Transcribe the entries below exactly.

▶ Given information
┏━━

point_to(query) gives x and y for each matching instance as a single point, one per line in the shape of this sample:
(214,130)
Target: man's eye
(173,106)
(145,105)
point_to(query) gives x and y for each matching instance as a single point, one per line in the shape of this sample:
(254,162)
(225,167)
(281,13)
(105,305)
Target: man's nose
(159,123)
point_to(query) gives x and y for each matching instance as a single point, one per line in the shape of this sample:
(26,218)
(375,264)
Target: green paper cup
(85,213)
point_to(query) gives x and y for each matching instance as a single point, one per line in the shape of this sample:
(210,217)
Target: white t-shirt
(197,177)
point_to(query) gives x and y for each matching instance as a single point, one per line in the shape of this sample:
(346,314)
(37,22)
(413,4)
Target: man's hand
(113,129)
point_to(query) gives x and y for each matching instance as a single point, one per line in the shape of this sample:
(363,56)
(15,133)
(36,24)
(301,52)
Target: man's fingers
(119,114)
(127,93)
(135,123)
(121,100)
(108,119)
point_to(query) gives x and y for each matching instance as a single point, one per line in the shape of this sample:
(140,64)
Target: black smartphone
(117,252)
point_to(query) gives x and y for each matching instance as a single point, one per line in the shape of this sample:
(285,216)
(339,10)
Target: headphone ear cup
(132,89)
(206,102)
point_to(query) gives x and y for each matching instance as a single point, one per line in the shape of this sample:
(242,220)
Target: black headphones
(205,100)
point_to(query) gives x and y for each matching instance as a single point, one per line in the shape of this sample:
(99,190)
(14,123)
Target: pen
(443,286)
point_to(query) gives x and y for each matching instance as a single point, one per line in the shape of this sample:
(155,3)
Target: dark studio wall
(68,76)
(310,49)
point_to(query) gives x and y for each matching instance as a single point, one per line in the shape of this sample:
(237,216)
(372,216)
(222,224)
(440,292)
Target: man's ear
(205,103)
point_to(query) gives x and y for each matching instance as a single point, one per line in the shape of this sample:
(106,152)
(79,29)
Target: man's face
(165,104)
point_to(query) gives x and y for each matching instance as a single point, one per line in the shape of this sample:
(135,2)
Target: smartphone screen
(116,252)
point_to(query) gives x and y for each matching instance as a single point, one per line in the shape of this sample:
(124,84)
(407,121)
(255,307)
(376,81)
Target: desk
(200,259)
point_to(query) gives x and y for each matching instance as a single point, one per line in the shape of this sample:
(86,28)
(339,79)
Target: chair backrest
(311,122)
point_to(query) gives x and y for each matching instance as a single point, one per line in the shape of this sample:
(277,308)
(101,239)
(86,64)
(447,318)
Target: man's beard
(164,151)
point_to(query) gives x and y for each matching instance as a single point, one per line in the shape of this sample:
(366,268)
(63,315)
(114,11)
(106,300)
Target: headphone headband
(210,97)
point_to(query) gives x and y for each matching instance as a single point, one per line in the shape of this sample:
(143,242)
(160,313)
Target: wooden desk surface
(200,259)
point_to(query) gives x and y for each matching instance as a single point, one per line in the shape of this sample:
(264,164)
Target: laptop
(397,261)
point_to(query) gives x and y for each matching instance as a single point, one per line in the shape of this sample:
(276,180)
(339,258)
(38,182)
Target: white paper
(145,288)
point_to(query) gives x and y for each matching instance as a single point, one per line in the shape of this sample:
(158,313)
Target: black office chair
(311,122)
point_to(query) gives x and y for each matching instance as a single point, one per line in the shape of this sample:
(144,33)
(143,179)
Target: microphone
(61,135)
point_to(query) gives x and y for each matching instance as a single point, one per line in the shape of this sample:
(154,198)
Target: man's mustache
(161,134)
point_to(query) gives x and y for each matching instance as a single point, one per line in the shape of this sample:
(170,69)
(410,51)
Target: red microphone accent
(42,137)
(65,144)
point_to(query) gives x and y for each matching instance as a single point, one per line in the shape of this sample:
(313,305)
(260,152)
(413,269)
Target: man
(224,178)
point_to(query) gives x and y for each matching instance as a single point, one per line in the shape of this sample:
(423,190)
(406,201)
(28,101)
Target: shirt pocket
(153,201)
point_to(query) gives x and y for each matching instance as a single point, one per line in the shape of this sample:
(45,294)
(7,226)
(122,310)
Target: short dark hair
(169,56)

┗━━

▶ Response for this exercise
point_to(query) gives x and y for each matching instance as a single point, one per line in the shape of this sample:
(214,130)
Target: man's eye
(173,106)
(145,105)
point_to(query) gives x and y for each matching instance as a single point, one per line in the shape of this sample:
(254,162)
(225,167)
(281,13)
(105,305)
Target: man's nose
(159,123)
point_to(query) gives x and y for each matching instance as a single point, one per line in the shape of this sample:
(26,218)
(375,264)
Target: green paper cup
(85,213)
point_to(query) gives x and y for each matching instance as a single point, one per line in the shape of this sample:
(210,217)
Target: white t-shirt
(197,177)
point_to(query) gives x and y for each matching instance as a single point, one per line in the shape of this sample:
(346,314)
(37,22)
(413,4)
Target: man's hand
(113,129)
point_to(query) gives x and y for each matching instance as a single point, one per line in the shape of this sample:
(363,56)
(15,133)
(36,24)
(301,52)
Target: man's fingers
(119,114)
(127,93)
(135,123)
(121,100)
(108,119)
point_to(query) gives x and y for each matching instance as a single point, one per line in the shape of this sample:
(140,64)
Target: black smartphone
(117,252)
point_to(query) gives x and y for each matching instance as a single point, one per line in the shape of this sample:
(285,216)
(339,10)
Target: headphone ear cup
(132,89)
(206,102)
point_to(query) gives x and y for each matching instance as a single point, one per line in the shape of this sample:
(242,220)
Target: black headphones
(205,100)
point_to(query) gives x and y for each matching instance as a single point, one per line in the shape of this sample:
(99,190)
(14,123)
Target: pen
(443,286)
point_to(query) gives x and y for each matching instance as a single point, one per line in the shape of this sample:
(155,3)
Target: dark studio wall
(68,76)
(310,49)
point_to(query) gives x and y for each matching instance as a single point, one per line in the shape of this sample:
(237,216)
(372,216)
(222,224)
(440,292)
Target: man's ear
(205,103)
point_to(query) gives x and y for each matching instance as a single point, one per line in the shape of this sample:
(106,152)
(79,29)
Target: man's face
(165,104)
point_to(query) gives x and y for each matching instance as a single point, one per line in the shape of this sample:
(135,2)
Target: smartphone screen
(116,252)
point_to(query) gives x and y for each matching instance as a single point, one per line in the shape of this sample:
(124,84)
(407,121)
(255,307)
(376,81)
Target: desk
(200,259)
point_to(query) gives x and y for each matching instance as a single point, one per line in the shape of this sample:
(86,28)
(339,79)
Target: chair backrest
(311,122)
point_to(query) gives x and y for each matching instance as a single point, one per line in the shape of this sample:
(277,308)
(101,239)
(86,64)
(447,318)
Target: man's beard
(164,151)
point_to(query) gives x and y for each matching instance as a single point, one per line in the shape of this sample:
(366,268)
(63,315)
(114,11)
(106,300)
Target: headphone headband
(210,97)
point_to(query) gives x and y for each matching instance as a single point, one per line in the shape of this sample:
(143,242)
(160,313)
Target: wooden desk surface
(200,259)
point_to(query) gives x and y for each matching instance as a single point, one per line in the shape of this sample:
(264,164)
Target: laptop
(397,261)
point_to(query) gives x and y for each matching instance as a single point, one per line in the shape of this sample:
(276,180)
(339,258)
(38,182)
Target: white paper
(145,288)
point_to(query) gives x and y for each matching instance as a single point, one per line in the shape of this sample:
(158,313)
Target: black office chair
(311,122)
point_to(query) gives x and y for each matching instance as a single point, one per line in the shape of this sample:
(144,33)
(143,179)
Target: microphone
(61,135)
point_to(query) gives x and y for each matching instance as a single point, one per line in the shape of this sample:
(154,198)
Target: man's mustache
(161,134)
point_to(query) gives x and y for each matching instance as a single point, one per line in the shape of this sample:
(170,69)
(410,51)
Target: red microphone accent
(42,137)
(65,144)
point_to(query) gives x and y for each matching instance as a single point, one per line in the shape of this sample:
(313,305)
(260,152)
(413,269)
Target: man
(224,178)
point_to(query) gives x and y for each matching instance as a single point, one per line in the shape of this sample:
(423,190)
(406,201)
(28,101)
Target: shirt pocket
(153,201)
point_to(query) gives x and y for each matching instance as a single point, one per line in the shape of this sample:
(45,294)
(7,226)
(122,310)
Target: short dark hair
(169,56)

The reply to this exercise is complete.